▶ [Work instructions] Gather every line of the data below that contains the word "window".

Stored records
+-------+

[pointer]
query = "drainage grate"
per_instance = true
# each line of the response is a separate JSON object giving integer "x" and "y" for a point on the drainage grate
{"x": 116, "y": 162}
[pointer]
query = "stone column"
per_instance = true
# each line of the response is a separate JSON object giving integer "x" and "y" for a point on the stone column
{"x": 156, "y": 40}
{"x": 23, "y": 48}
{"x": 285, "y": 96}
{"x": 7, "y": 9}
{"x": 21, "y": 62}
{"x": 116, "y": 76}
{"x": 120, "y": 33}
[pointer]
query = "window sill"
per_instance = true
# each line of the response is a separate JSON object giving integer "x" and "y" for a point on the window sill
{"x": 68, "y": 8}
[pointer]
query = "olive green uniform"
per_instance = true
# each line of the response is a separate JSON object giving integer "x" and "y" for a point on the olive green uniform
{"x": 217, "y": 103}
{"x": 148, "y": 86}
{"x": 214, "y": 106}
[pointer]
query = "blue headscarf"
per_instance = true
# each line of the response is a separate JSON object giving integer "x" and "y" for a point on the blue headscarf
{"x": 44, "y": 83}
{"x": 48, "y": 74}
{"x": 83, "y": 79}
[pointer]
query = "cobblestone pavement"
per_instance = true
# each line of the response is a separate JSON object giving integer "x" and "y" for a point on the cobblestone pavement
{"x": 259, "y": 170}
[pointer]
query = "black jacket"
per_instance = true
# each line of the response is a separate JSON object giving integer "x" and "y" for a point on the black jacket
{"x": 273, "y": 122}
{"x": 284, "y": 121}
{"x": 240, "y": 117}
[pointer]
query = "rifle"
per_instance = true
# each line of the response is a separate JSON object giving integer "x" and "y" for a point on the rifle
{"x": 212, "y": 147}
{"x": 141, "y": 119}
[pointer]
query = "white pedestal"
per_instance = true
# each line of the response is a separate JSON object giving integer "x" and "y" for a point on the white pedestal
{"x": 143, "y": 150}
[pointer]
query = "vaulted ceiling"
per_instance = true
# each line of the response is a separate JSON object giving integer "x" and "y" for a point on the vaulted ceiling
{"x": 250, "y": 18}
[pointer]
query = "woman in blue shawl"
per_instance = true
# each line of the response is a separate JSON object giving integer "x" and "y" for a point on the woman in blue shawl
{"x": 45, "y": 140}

+-------+

▶ [Correct response]
query = "window sill"
# each line of the response is a separate JSON object giving integer "x" and "y" for a point on the window sill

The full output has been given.